Directions
Starting at the line that contains "Target: tall evergreen tree" and continuing through the last of the rows below, output each line as a Markdown table with the columns "Index" and "Entry". Number the lines in order and leave out any blank lines.

Input

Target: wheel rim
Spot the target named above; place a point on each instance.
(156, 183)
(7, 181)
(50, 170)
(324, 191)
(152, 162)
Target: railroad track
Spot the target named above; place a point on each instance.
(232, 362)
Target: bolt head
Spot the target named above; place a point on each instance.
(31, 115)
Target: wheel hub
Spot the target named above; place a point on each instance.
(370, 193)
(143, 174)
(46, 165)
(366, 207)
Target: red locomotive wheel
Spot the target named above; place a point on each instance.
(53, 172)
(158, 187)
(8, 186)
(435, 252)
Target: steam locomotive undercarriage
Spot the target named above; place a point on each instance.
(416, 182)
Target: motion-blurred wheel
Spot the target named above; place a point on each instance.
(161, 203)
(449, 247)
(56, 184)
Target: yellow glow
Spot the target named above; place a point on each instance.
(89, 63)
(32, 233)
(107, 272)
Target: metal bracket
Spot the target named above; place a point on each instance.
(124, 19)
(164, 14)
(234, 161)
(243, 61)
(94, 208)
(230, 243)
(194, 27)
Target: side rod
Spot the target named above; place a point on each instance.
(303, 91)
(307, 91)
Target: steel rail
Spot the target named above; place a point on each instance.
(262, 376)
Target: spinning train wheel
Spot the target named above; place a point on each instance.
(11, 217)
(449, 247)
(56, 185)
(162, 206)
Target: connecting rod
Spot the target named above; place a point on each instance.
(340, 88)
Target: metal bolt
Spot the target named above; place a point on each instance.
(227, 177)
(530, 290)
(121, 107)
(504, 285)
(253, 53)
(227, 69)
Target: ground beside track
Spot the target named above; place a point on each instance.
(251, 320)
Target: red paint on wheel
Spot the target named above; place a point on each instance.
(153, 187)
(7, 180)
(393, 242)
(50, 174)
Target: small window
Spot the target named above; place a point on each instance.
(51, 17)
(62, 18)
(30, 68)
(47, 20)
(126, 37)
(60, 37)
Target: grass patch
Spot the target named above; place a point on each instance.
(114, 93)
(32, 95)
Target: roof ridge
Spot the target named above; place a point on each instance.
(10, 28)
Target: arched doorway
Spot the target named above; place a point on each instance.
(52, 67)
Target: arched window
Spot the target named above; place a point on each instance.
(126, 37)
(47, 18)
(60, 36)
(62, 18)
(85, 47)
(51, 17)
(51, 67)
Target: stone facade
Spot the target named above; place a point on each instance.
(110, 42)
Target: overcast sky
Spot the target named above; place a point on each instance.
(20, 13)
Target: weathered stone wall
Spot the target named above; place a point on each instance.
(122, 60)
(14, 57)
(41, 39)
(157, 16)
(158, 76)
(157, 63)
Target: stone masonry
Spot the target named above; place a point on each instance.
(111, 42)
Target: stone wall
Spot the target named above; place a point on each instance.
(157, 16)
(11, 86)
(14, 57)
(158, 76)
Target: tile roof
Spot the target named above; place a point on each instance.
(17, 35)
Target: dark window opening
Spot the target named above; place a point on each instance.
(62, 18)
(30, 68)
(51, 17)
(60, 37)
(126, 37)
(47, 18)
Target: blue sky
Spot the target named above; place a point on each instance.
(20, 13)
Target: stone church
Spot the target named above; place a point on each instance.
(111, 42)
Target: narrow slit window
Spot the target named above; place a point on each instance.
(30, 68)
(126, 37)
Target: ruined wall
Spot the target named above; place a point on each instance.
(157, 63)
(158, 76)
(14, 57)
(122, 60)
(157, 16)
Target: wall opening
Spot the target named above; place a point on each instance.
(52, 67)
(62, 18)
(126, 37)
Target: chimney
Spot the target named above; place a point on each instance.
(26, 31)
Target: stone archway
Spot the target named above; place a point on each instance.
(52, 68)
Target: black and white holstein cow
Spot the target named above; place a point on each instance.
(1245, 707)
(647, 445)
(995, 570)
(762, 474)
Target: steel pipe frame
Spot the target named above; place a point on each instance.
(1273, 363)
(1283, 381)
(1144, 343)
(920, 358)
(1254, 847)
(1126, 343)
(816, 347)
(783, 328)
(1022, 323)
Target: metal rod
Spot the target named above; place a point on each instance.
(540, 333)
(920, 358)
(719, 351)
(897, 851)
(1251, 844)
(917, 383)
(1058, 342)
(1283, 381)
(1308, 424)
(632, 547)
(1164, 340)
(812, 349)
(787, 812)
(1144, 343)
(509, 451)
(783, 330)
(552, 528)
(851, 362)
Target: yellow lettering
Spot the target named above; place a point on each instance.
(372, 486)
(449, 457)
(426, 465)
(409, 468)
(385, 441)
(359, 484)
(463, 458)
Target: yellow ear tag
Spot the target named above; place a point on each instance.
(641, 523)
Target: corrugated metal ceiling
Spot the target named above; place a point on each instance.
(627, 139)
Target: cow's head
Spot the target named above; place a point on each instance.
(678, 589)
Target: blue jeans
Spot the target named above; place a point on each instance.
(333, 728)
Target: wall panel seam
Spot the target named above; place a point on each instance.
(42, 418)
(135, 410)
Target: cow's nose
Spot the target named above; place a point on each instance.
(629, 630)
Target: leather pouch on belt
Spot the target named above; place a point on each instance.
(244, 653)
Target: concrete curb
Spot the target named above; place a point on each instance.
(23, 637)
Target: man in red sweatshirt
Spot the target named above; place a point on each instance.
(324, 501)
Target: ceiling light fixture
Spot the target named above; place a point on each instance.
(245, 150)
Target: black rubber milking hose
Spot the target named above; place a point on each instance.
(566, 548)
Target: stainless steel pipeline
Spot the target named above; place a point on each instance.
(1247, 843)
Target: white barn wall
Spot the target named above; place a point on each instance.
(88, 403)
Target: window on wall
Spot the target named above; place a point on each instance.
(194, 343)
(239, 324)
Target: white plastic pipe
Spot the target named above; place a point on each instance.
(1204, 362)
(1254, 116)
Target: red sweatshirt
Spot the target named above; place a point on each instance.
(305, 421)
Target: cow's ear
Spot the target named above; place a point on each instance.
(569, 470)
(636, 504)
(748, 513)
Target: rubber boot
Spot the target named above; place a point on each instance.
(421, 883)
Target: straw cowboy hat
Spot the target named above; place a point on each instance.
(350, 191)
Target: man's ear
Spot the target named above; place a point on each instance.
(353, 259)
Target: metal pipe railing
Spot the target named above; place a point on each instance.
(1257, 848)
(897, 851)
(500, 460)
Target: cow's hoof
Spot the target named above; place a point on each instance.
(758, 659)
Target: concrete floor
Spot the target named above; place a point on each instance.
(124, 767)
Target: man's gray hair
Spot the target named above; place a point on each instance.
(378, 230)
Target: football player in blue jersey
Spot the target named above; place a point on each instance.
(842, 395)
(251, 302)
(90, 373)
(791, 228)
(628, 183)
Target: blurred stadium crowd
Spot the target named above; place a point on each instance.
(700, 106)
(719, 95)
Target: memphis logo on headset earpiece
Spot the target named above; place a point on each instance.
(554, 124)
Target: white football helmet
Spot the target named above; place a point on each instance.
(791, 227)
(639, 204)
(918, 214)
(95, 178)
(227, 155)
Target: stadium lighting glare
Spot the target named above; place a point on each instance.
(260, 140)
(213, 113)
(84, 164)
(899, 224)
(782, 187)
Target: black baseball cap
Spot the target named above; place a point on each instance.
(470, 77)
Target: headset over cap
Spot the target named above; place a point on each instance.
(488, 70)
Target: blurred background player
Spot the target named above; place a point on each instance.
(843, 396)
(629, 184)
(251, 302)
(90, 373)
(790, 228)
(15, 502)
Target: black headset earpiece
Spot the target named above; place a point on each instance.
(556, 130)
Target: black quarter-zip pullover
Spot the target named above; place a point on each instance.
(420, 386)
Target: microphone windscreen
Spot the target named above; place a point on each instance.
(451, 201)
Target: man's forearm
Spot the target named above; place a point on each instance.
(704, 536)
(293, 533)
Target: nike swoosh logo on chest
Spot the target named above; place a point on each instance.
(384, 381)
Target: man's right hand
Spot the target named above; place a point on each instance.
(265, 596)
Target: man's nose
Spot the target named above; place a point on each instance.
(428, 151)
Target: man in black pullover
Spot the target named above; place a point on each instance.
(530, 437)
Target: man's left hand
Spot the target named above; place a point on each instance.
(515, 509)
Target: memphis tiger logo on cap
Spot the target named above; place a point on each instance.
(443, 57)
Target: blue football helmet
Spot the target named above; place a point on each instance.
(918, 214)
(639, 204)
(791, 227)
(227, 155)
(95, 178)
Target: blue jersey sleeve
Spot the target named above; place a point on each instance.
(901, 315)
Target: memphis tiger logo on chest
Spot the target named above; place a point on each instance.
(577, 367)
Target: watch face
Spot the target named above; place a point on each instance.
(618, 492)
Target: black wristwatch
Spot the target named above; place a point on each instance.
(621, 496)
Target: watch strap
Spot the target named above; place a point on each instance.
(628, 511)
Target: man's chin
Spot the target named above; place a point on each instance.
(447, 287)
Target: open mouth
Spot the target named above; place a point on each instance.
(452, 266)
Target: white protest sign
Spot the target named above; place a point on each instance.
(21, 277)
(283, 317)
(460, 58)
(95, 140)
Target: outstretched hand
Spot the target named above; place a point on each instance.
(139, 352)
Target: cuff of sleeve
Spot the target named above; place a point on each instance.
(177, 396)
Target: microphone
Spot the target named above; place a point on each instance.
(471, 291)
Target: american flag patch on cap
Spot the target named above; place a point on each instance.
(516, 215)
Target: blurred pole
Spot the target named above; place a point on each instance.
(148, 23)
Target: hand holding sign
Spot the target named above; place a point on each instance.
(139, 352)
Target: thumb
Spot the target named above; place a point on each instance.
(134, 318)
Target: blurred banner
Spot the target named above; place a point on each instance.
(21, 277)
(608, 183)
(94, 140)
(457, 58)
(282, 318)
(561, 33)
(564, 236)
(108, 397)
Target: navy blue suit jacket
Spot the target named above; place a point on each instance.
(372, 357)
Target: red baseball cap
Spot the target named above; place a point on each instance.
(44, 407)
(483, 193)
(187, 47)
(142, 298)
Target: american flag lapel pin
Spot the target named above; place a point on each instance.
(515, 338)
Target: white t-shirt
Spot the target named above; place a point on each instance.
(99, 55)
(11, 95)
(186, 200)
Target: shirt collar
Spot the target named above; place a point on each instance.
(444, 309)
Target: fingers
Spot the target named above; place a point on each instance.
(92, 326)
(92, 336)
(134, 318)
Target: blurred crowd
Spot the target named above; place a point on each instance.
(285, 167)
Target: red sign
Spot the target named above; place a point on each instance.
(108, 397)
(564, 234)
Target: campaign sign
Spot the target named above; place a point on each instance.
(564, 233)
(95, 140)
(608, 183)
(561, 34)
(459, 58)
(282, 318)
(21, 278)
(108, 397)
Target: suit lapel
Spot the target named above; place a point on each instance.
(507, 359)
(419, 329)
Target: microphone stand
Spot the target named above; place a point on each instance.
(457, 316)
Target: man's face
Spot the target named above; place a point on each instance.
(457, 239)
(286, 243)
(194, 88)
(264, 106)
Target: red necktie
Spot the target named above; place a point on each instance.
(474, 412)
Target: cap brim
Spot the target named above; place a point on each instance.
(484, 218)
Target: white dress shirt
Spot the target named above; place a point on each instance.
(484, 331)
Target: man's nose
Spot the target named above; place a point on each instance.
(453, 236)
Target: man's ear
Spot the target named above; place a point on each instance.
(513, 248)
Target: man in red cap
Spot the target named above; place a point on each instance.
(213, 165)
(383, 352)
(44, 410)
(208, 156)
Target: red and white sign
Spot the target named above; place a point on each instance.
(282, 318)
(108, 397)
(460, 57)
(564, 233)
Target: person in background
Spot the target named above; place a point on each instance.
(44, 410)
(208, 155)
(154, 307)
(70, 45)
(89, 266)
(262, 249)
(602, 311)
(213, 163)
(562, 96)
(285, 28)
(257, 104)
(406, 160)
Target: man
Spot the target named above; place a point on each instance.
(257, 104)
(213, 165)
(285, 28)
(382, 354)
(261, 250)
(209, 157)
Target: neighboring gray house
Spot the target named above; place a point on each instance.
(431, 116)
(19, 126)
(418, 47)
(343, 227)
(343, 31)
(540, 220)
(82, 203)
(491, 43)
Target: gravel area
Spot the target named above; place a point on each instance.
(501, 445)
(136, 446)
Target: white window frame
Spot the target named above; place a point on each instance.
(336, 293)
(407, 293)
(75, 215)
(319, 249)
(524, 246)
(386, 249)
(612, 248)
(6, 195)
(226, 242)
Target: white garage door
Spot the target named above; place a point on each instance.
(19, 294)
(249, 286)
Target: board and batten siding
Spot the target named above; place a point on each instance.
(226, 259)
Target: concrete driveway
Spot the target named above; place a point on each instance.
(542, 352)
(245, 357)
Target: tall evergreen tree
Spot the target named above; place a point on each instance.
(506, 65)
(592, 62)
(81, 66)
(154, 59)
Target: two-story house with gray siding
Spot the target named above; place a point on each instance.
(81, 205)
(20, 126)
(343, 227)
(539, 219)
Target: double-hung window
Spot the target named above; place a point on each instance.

Reply
| Index | Entry |
|---|---|
| 1 | Target: tall evergreen tree |
| 2 | Spot the target named above; place a point on each instance. |
| 3 | (506, 65) |
| 4 | (592, 62) |
| 5 | (81, 66) |
| 6 | (154, 59) |
| 7 | Target: two-story house with gray siding |
| 8 | Spot the target named above; place a point on each instance. |
| 9 | (81, 205) |
| 10 | (20, 126) |
| 11 | (343, 227) |
| 12 | (539, 219) |
| 13 | Target: double-hung window |
| 14 | Spot the target named above; place a point on each instance. |